:: Extract provided ::
It's eight songs with a full band and two songs with pretty much acoustic guitar only. I've always been an acoustic guitar player and I've pretty much continued to play acoustic guitar throughout all of the Sonic Youth periods. My material for Sonic Youth often started on acoustic guitar. What was refreshing about this was just to see all these songs sprout and actually kind of follow each other down this road and actually get completed. I've got millions of tapes of half-completed songs and for some reason, at this point, I had the energy to take them all the way through to the end.
Why do you think that is? Because with Sonic Youth you only had a couple songs per record, and this is the first time you've done an entire album's worth of song-oriented music.
:::
Problem A
Return the stretch of records from the line containing "Target: recessed ceiling light" through the end of the records, reproducing each line unchanged.
These records are unrelated to the interview.
:: Provided records ::
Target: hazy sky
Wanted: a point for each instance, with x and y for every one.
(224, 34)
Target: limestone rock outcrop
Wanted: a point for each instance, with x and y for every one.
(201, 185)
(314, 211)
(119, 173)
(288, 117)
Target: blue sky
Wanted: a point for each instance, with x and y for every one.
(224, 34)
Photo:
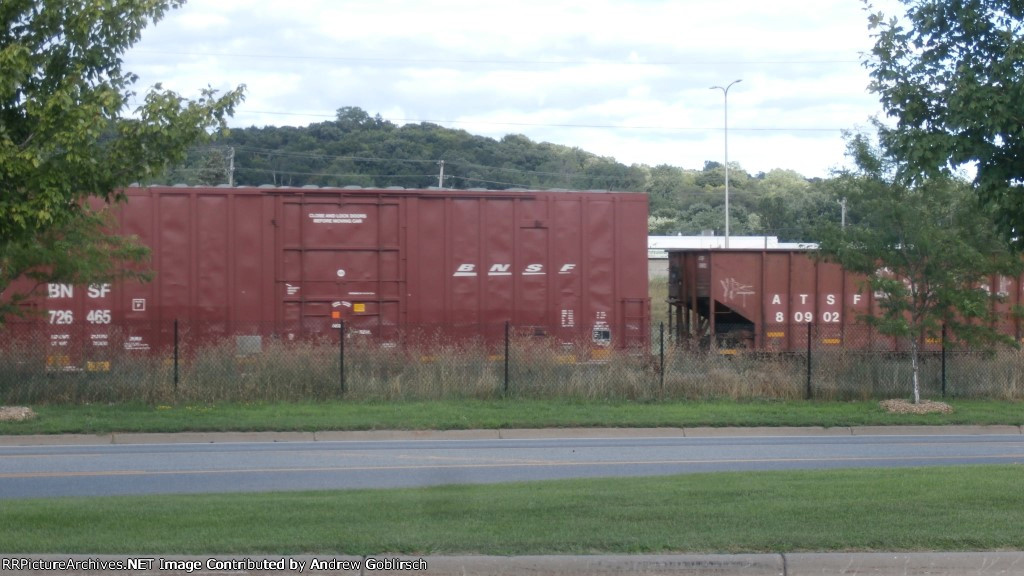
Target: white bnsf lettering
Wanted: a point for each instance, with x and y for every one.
(59, 290)
(466, 270)
(469, 270)
(500, 270)
(98, 290)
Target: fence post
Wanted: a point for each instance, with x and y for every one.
(505, 382)
(943, 360)
(341, 355)
(175, 356)
(660, 367)
(809, 392)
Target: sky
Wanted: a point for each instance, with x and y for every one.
(628, 79)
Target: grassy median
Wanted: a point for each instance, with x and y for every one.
(933, 508)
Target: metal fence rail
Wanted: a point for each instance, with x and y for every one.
(39, 365)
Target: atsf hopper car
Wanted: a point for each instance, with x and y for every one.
(764, 299)
(295, 262)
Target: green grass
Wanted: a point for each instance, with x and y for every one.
(467, 414)
(934, 508)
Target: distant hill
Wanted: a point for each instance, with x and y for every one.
(357, 149)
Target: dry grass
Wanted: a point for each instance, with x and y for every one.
(15, 413)
(907, 407)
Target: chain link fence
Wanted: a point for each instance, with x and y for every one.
(39, 364)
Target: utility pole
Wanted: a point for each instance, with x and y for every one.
(725, 97)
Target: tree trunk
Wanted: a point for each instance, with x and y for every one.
(913, 364)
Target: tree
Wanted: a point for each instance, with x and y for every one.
(66, 130)
(951, 74)
(79, 251)
(928, 249)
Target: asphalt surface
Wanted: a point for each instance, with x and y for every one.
(1009, 563)
(209, 463)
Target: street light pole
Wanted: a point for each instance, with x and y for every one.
(725, 93)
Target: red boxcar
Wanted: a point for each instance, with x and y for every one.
(291, 262)
(764, 299)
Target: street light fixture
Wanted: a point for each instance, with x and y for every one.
(725, 93)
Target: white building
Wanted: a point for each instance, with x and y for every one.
(657, 247)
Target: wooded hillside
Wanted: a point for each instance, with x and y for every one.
(356, 149)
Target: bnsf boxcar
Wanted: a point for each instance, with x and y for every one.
(764, 299)
(294, 262)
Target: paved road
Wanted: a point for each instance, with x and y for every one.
(166, 463)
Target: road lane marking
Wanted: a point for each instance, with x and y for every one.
(524, 464)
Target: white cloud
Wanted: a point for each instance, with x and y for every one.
(626, 79)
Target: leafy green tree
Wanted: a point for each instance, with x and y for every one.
(80, 251)
(927, 248)
(65, 134)
(951, 74)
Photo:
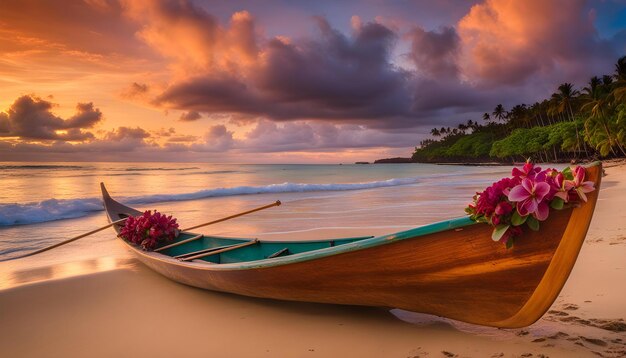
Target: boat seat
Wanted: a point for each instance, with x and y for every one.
(281, 252)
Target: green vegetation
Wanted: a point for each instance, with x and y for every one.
(571, 124)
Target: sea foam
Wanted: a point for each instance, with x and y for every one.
(58, 209)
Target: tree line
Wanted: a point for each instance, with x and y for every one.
(573, 124)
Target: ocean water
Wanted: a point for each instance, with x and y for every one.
(44, 203)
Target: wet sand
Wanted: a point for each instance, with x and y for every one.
(123, 309)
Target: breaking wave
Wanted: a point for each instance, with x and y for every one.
(58, 209)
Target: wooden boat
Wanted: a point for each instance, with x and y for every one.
(450, 268)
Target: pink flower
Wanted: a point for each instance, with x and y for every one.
(503, 208)
(148, 229)
(531, 198)
(488, 200)
(571, 190)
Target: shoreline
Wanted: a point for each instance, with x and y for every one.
(129, 310)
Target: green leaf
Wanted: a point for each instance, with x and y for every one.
(532, 223)
(517, 219)
(557, 203)
(499, 231)
(567, 173)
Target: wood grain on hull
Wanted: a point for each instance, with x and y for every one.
(460, 274)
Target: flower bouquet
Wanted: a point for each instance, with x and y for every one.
(149, 229)
(526, 198)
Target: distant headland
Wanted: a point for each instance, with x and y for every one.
(572, 125)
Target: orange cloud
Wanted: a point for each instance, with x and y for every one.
(509, 41)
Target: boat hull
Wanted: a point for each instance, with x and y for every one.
(459, 273)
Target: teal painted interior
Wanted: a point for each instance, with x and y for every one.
(258, 255)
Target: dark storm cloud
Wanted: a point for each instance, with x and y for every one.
(31, 117)
(190, 116)
(435, 53)
(330, 77)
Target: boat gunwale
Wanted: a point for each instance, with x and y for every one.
(413, 233)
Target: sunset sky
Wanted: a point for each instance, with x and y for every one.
(280, 81)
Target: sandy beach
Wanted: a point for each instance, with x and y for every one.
(121, 308)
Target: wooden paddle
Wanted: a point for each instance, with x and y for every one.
(277, 203)
(70, 240)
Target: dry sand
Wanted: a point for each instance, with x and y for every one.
(129, 311)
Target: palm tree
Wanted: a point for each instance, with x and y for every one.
(500, 113)
(619, 90)
(563, 100)
(598, 105)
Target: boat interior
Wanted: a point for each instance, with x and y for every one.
(222, 250)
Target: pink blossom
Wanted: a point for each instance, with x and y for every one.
(531, 198)
(148, 229)
(488, 200)
(503, 208)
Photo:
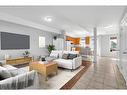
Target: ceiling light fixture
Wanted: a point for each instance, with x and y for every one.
(48, 18)
(110, 26)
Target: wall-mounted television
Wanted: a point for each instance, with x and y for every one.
(14, 41)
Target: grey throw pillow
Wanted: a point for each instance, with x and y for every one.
(4, 73)
(1, 64)
(65, 56)
(71, 56)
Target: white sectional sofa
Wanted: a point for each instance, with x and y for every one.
(17, 78)
(67, 63)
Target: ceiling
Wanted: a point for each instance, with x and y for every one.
(76, 21)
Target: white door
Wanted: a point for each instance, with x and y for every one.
(59, 44)
(123, 52)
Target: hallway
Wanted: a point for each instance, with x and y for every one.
(103, 75)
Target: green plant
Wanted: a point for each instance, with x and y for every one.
(26, 53)
(50, 48)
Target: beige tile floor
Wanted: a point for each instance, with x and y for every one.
(103, 75)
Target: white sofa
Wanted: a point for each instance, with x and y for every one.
(21, 80)
(67, 63)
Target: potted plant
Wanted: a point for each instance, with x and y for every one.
(26, 54)
(50, 48)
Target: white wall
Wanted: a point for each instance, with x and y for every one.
(34, 39)
(103, 46)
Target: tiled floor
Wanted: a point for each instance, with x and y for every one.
(103, 75)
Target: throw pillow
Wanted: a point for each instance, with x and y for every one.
(65, 56)
(4, 73)
(71, 56)
(2, 62)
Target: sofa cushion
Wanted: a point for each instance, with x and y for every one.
(64, 63)
(71, 56)
(4, 73)
(65, 56)
(2, 62)
(54, 54)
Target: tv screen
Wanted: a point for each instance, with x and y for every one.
(14, 41)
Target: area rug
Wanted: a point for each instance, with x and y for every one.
(56, 81)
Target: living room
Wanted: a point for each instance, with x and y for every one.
(45, 50)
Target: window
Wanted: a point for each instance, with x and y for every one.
(41, 41)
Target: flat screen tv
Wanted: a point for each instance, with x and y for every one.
(14, 41)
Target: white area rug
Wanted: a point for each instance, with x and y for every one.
(56, 81)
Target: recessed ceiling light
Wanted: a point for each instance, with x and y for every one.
(48, 18)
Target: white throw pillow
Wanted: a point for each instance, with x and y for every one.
(4, 73)
(2, 62)
(54, 54)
:::
Problem B
Resume the interview about the new album, picking up right after its final line.

Written reply A
Target: recessed ceiling light
Wanted: a point for each instance, with x and y for every one.
(48, 18)
Target: white throw pillow
Wanted: a point for each instance, with x and y for every one.
(4, 73)
(2, 62)
(54, 54)

Written reply B
Over the last couple years Sonic Youth has slowed down markedly, just because we've all been working on our own projects and I guess I was just starting to feel a little bit antsy or something. These songs started to come out and Sonic Youth wasn't really working – we worked on this film soundtrack, and I guess I should say this is all before everything that's been going on with Thurston and Kim came to light, really. We'd been in a period of agreed slowdown for a couple years where we were all working on independent projects, whether it be art or writing or other music projects, and they just started popping out with no other avenue, no other music was really happening of that kind. I was doing a lot of improvised music but I wasn't really doing any song-based music and these songs just started to come out. It seemed like the right time to give in to them.
How does your songwriting process with Sonic Youth differ from how you made this record?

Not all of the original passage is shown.